+++ Excerpted data +++

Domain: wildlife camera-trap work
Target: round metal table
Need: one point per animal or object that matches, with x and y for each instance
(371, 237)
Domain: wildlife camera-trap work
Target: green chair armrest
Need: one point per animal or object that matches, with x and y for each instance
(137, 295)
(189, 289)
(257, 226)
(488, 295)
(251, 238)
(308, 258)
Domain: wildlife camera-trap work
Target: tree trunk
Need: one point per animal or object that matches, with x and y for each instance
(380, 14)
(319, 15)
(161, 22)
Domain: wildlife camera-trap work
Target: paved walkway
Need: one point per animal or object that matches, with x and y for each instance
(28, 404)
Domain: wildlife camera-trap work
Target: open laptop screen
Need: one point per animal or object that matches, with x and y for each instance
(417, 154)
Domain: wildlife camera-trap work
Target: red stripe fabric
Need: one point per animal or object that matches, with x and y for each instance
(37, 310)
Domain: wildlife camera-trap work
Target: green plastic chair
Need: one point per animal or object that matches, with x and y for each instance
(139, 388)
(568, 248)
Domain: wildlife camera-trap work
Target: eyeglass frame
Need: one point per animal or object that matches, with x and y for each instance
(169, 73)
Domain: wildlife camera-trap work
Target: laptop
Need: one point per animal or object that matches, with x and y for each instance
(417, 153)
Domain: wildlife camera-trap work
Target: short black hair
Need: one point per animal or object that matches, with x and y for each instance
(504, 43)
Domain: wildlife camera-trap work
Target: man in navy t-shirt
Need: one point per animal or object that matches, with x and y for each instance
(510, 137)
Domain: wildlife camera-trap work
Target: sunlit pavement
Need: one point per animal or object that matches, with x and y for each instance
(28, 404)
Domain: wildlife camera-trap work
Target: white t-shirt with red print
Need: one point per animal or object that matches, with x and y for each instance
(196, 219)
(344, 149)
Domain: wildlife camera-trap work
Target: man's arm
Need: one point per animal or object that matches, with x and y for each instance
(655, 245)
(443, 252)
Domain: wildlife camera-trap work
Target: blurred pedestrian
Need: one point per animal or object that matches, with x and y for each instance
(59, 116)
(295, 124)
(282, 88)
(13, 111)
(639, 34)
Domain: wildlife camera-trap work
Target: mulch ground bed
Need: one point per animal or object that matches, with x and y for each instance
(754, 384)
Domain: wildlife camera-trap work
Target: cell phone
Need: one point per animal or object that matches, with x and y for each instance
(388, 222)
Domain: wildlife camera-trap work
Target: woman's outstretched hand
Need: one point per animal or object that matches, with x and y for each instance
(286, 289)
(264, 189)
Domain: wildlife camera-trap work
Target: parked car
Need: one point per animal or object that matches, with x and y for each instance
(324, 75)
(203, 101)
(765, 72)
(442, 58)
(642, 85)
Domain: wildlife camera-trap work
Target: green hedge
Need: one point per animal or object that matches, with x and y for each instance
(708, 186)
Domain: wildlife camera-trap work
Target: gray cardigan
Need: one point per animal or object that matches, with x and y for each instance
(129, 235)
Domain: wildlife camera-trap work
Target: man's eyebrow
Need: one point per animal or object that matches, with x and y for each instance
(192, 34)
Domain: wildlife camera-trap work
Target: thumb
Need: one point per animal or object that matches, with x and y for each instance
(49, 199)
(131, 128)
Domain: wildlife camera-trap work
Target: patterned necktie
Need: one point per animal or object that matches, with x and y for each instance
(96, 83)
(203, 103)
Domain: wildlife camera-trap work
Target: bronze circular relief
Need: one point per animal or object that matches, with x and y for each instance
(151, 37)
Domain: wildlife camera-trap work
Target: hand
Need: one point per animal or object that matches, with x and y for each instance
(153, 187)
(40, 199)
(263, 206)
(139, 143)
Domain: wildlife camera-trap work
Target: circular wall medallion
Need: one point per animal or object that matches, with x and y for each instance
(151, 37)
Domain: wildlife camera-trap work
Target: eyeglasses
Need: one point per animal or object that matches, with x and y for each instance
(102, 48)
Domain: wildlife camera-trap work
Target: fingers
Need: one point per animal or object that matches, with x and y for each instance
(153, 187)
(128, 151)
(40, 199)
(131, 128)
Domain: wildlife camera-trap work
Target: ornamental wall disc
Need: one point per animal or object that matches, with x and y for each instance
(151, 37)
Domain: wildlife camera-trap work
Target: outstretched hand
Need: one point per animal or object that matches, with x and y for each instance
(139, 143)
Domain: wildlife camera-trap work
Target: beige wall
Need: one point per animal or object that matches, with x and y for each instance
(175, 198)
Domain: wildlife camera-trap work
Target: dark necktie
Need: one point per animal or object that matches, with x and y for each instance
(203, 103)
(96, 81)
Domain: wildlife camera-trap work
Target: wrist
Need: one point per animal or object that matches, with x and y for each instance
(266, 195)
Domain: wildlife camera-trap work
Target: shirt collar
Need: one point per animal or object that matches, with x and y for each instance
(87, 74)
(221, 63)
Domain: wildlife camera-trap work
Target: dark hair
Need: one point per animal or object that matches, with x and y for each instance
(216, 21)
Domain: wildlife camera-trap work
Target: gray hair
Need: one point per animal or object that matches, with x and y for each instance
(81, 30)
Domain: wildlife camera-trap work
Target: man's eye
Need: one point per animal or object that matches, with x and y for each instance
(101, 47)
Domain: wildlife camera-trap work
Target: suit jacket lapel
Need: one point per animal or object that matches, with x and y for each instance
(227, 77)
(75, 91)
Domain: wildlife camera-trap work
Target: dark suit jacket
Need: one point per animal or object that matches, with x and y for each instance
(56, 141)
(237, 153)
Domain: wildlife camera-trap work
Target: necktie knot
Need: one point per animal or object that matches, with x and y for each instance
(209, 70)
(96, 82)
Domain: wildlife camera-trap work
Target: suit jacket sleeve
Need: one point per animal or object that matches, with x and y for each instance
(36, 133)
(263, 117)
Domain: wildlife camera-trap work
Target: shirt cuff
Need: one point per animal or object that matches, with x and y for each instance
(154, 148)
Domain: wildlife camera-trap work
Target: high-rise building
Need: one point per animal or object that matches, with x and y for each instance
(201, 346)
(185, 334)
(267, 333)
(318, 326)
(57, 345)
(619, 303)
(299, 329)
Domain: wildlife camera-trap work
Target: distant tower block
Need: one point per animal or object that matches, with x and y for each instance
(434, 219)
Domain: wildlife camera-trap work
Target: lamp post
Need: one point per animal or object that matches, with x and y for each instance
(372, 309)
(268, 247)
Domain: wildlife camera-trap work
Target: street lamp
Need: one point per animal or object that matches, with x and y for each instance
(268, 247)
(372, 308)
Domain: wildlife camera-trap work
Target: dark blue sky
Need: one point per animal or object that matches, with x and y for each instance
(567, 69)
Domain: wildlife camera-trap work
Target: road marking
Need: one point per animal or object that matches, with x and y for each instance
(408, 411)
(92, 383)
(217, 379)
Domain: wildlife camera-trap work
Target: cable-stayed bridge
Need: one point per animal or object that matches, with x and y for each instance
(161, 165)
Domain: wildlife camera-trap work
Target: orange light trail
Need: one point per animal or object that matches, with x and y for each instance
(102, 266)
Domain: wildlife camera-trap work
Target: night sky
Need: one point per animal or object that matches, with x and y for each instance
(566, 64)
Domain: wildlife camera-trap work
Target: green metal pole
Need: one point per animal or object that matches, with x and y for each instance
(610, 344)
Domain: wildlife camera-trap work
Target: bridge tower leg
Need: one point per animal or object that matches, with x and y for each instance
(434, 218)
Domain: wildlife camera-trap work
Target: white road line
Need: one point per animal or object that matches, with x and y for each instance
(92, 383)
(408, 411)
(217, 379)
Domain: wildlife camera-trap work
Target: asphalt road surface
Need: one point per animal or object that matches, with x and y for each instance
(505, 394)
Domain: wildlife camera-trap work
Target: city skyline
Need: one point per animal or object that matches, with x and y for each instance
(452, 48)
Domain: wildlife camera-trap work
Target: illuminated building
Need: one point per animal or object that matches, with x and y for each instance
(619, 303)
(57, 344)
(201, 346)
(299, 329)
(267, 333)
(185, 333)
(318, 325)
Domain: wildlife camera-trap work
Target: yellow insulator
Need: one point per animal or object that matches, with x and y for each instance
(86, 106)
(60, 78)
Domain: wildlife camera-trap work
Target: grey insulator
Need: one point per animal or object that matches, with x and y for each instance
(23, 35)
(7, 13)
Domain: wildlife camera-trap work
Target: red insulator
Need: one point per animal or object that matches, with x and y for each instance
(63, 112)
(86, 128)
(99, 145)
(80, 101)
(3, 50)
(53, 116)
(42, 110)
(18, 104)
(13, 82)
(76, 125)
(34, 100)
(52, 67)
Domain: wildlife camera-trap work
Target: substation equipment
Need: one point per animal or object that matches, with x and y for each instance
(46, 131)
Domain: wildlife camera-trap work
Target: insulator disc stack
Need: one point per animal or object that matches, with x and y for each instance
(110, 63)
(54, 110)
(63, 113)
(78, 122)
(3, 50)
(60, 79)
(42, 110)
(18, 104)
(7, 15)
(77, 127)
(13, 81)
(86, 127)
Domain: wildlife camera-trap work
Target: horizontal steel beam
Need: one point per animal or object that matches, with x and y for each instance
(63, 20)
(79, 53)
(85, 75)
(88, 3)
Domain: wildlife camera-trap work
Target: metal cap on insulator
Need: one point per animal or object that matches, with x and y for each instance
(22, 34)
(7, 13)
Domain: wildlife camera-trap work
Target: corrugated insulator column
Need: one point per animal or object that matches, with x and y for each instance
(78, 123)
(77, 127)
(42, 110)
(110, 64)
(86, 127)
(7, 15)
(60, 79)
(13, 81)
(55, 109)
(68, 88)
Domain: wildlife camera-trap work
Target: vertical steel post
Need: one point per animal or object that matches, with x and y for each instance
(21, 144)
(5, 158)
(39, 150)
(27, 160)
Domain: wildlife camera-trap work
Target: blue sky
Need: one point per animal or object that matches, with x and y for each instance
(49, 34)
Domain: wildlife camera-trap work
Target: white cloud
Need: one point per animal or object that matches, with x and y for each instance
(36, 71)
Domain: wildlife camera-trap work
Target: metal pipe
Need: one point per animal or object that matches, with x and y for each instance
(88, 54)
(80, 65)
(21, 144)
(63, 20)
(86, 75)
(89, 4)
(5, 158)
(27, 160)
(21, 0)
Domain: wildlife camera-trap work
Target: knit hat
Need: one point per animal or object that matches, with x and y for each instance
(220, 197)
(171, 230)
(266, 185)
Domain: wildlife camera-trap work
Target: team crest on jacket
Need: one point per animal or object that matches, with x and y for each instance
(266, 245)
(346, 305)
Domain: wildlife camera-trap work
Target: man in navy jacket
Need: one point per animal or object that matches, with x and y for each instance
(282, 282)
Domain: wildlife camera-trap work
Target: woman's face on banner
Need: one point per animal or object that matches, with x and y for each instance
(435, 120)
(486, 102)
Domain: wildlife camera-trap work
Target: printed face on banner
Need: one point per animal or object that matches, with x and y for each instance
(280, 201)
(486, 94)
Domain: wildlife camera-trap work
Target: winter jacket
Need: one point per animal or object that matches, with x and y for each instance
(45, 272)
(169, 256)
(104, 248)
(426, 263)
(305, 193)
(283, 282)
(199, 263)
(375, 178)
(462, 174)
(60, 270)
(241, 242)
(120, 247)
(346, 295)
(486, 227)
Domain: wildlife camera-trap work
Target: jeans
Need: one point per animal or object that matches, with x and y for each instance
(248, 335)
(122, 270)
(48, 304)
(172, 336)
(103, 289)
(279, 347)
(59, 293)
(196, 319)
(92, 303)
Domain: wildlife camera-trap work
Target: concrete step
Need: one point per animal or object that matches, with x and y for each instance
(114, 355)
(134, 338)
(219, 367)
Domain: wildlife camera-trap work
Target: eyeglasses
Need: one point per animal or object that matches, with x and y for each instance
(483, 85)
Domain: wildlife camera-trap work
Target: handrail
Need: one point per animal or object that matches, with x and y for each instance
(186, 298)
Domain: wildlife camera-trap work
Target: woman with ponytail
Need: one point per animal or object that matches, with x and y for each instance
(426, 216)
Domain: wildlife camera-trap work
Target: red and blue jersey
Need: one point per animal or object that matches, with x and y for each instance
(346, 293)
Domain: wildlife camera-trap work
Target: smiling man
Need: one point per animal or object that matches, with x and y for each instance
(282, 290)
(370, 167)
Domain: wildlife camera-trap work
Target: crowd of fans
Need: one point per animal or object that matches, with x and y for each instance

+++

*What you will do*:
Gather every line from the entries above where the word "white" appears, and copy them.

*Reply to the task*:
Target: white t-shirt with red print
Target: white road line
Target: white cloud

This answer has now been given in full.